> [Selected text]:
Kept running into Von Borsig at Stonewall in 2019 and other highlights from the year gone by


   Looking back at another year of golf blogging and some more looping at Stonewall …

   What I was really looking forward to in 2019 was the return of the BMW Philadelphia Amateur Championship, the marquee event on the Golf Association of Philadelphia’s calendar each year, to Stonewall for the first time since 2009.
   Regular readers of T Mac Tees Off are aware that I had revived a caddying career that I thought was over following the second round of the 1981 U.S. Open at Merion Golf Club’s historic East Course at Stonewall, Tom Doak’s twin gems in the northwest corner of  Chester County, since the newspaper business quit me early in 2016.
   The spring weather was kinder than it had been in recent years and Stonewall superintendent Dan Dale had the Old Course and the North Course, 10 years the Old’s junior and nearly as demanding, in fairly pristine condition for the 119th battle for the J. Wood Platt Trophy.
   I had really been able to focus on the golf scene in my last eight years or so at my final stop of a 38-year journalism career at the Delaware County Daily Times, where the T Mac Tees Off blog had its humble origins, designed to act as a supplement to the golf stuff that I could jam into an increasingly tiny news hole.
   Oddly enough, the first time I laid eyes on the Old Course at Stonewall was when I took a ride up Route 401 to check out a golf course I had heard a lot about and because two guys whose high school careers I had chronicled in the Daily Times, Conrad Von Borsig, a District One champion at Strath Haven, and James Kania Jr., a winner of the Bert Linton Inter-Ac League Championship at The Haverford School, were going at it in that 2009 Philadelphia Amateur final.
   Funny how life completes little circles that way. Von Borsig, coming off his junior season at Virginia, built up a big early lead and claimed a 6 and 4 victory over Kania, who was playing collegiately at Kentucky.

> [Record list]:
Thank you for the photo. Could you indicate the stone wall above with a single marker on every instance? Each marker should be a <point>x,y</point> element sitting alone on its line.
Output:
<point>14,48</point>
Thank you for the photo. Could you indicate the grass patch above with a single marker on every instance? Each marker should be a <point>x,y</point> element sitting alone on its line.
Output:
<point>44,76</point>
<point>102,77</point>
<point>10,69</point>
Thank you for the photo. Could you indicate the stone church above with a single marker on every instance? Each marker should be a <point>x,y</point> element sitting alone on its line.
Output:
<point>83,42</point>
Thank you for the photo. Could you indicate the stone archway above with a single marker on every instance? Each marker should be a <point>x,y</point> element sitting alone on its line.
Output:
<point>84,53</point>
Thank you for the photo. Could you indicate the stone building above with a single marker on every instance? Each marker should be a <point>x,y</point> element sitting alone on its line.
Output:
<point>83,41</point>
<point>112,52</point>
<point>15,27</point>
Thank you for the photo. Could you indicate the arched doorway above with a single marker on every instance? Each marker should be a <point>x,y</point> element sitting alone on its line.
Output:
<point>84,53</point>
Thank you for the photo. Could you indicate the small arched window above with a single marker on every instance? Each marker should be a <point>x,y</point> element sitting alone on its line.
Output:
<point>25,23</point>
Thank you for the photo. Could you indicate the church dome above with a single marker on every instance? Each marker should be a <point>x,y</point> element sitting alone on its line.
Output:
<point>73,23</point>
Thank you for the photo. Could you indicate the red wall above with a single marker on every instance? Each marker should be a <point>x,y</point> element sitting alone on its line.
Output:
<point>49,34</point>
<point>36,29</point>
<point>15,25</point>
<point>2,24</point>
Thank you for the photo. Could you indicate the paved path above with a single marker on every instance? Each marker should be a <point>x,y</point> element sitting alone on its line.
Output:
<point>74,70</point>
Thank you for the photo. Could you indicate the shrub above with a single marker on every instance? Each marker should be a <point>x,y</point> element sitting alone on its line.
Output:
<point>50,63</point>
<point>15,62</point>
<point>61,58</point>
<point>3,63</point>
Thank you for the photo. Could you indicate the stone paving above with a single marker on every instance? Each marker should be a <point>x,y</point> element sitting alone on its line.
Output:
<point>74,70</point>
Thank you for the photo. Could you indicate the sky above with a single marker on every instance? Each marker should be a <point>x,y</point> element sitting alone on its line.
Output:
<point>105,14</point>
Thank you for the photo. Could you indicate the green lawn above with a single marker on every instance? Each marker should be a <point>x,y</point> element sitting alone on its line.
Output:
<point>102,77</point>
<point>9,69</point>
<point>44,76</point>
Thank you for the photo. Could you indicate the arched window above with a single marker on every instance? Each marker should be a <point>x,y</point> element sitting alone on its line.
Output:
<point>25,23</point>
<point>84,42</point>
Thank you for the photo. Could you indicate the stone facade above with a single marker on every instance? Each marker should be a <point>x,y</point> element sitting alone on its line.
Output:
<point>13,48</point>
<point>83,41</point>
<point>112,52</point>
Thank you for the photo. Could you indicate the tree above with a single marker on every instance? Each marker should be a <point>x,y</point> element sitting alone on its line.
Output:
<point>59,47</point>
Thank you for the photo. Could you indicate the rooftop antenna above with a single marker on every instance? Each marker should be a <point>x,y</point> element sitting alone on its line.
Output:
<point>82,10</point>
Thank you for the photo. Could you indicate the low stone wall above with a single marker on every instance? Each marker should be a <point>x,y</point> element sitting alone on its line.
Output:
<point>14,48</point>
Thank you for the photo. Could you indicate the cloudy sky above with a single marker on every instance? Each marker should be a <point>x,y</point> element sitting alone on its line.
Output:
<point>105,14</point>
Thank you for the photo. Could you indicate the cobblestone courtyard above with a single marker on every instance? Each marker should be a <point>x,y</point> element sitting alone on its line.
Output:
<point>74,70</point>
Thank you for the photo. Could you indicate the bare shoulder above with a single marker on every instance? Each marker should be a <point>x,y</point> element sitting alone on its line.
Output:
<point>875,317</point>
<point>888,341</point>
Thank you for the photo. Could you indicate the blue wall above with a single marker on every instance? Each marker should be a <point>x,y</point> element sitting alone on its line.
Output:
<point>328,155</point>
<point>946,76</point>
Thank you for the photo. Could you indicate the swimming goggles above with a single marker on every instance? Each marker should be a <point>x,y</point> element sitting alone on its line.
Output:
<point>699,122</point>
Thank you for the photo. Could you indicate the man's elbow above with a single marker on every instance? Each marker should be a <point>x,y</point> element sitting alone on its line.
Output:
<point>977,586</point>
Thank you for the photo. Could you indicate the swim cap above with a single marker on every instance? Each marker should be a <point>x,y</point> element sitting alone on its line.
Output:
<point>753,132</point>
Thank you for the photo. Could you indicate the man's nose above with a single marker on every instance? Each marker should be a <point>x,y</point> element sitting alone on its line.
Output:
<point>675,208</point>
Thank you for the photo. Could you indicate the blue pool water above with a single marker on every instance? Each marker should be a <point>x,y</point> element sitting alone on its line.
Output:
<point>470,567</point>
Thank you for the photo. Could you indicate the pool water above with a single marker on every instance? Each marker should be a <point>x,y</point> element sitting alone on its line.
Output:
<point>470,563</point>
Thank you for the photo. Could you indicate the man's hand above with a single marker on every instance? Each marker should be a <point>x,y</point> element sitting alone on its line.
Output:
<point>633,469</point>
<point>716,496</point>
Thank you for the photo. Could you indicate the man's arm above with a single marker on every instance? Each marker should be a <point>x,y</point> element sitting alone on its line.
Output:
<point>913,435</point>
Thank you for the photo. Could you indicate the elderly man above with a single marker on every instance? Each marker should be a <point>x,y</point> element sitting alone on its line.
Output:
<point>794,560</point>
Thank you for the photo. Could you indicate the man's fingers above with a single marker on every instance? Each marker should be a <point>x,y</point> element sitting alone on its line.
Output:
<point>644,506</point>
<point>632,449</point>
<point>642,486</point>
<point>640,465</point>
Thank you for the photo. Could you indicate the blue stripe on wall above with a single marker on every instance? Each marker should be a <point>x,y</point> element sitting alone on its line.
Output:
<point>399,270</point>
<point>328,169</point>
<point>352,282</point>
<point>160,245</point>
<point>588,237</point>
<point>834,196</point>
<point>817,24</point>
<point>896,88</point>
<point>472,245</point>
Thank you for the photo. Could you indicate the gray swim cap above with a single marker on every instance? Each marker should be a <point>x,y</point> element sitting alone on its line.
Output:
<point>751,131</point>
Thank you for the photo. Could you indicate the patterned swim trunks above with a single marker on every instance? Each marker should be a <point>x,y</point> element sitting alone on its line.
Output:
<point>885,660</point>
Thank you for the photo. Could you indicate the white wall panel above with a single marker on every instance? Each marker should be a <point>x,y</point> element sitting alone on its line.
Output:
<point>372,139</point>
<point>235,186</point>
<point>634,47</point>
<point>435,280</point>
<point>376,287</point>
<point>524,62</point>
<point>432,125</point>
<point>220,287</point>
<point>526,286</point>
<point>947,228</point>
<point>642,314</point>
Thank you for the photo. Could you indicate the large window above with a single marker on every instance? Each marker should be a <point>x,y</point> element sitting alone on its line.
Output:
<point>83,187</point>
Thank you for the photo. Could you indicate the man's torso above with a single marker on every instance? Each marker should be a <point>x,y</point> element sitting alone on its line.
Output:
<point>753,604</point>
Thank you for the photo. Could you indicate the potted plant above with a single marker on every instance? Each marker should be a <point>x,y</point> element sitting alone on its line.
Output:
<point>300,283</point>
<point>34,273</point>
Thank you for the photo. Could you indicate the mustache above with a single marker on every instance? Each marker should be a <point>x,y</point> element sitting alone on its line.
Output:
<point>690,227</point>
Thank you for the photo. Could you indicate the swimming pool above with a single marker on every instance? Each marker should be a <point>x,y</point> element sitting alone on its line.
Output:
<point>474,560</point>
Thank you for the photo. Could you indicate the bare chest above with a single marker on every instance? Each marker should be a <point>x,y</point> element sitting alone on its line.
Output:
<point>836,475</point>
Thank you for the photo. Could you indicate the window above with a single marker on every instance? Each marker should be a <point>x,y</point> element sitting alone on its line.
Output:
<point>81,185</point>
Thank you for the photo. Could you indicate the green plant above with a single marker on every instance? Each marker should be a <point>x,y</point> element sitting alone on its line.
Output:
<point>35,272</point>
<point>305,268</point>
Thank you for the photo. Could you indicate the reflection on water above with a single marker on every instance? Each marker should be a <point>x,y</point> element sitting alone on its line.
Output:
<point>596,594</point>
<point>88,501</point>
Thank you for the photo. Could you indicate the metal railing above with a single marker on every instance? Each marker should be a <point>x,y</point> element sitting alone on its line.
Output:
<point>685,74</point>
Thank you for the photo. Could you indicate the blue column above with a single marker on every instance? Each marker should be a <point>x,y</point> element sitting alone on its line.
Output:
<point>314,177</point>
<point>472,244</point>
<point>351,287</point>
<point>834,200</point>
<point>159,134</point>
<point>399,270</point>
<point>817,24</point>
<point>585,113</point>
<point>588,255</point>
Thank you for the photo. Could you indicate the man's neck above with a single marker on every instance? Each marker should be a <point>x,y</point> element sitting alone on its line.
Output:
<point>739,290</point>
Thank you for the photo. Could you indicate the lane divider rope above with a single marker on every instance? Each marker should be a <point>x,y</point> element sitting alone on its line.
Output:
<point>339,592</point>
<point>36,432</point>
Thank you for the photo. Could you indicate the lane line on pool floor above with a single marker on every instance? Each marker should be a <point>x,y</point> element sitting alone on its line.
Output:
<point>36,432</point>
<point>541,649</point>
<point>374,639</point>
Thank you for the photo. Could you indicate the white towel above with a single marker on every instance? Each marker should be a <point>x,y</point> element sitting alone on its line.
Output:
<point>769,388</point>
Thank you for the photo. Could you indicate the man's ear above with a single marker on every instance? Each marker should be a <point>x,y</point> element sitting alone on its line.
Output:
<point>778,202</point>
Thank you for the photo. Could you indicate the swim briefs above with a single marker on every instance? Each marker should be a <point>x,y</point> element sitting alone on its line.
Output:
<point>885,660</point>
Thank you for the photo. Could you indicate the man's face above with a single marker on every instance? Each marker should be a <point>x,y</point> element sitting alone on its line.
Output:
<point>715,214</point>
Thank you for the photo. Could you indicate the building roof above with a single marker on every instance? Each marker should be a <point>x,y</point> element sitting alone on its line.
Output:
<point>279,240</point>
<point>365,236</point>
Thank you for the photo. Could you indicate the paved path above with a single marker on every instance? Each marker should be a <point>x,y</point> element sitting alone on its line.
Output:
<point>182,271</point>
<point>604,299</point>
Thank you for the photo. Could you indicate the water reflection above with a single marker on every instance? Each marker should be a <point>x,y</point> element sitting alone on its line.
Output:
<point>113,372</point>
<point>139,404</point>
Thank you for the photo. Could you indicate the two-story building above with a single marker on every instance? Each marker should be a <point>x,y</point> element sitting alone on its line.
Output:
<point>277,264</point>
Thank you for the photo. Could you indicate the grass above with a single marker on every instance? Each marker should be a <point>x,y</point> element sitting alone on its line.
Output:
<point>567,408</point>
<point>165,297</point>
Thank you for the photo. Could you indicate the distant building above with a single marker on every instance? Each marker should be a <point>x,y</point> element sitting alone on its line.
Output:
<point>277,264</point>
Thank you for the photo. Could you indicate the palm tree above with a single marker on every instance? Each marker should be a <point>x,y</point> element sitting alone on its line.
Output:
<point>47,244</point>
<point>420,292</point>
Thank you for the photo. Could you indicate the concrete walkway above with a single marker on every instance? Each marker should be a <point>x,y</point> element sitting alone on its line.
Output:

> [Complete the following]:
1. Using the passage about golf at Stonewall, answer these:
(a) Who is named as the Stonewall superintendent?
(b) Which trophy was at stake in the 2019 championship?
(c) By what score did Von Borsig win the 2009 final?
2. Carry on the passage about golf at Stonewall from the end of its last sentence.

> [Outputs for the tasks]:
1.
(a) Dan Dale
(b) The J. Wood Platt Trophy
(c) 6 and 4

2.
   So there I was 10 years later, this time proudly wearing a Stonewall bib and looking forward to carrying a bag in a Philly Am qualifier for the first time in 39 years when my Merion regular, Bill Ginn Jr., had me along on a rainy day at Whitemarsh Valley Country Club and Sunnybrook Golf Club in 1980.
   The Philly Am qualifiers were well attended last spring because Stonewall, in a little more than 25 years, has gained that reputation that the good courses have, the kind of courses that players, particularly good players, want to play, want to see how their games stand up to the challenge they know they will face.
   I gave Noah Schwartz, a former Penn Charter standout who had just completed his freshman season at Cornell, a guided tour of the North Course in the week leading up to the Philly Am. Schwartz had a little more accomplished adviser in his morning round at the Old Course that day in R.J. Wren, a former Twin Valley standout and an occasional Stonewall looper who was coming off a solid junior season at Delaware.
   R.J. was already spoken for for the tournament proper, so when Schwartz asked if I wanted to go with him, I gladly accepted.
   Schwartz, a Cherry Hill, N.J. resident who was playing out of Galloway National Golf Club, struggled in the opening round of qualifying on the North Course, some unforced errors leading to three double bogeys and an 81.
   It had been a weird weather day at the start, heavy overnight rains giving way to bright sunshine that was ushered in by roaring northwest winds just as we headed to the first tee.
   But to his everlasting credit, Schwartz put that round behind him in the afternoon. His 30-footer for birdie at the tough par-4 10th hole, our first hole of the afternoon on the Old Course, found nothing but the bottom of the cup (“double breaker, net straight,” I believe was the read).
   Schwartz was on his way to a 2-over 72 that was about the highest score he could have recorded. Schwartz made it a point to stay aggressive and just kept hitting quality golf shot after quality golf shot.
   Schwartz’s 13-over 153 total missed the playoff for the final two spots in match play by three shots. It is so tough to make the top 32 that compete in match play at a Philly Am. There just isn’t a big margin for error.
   I left my Stonewall bib at home and brought my clipboard for the next two days and wandered around looking for matches that appealed to me. The Philly Am field of 32 is quickly whittled down to the two finalists in those two days.
  I caught up to one of the early afternoon matches, a second-round meeting between Talamore Country Club’s Patrick Sheehan, who I had seen a lot on the postseason high school trail the previous two falls, and Jack Wall, the younger brother of defending Philly Am champ Jeremy Wall, both playing out of Manasquan Valley Golf Club at the Jersey Shore.
   Sheehan, who will join Greg Nye’s Penn State program later this summer, had won the District One Class AAA championship as a senior at Central Bucks East in the fall of 2018. Jack Wall, who moved into the starting lineup as a freshman at South Carolina this fall and stayed there, and his Christian Brothers Academy teammate Brendan Hansen had advanced to match play in the U.S. Amateur Four-Ball Championship at the Bandon Dunes Resort in Oregon a few weeks before the Philly Am.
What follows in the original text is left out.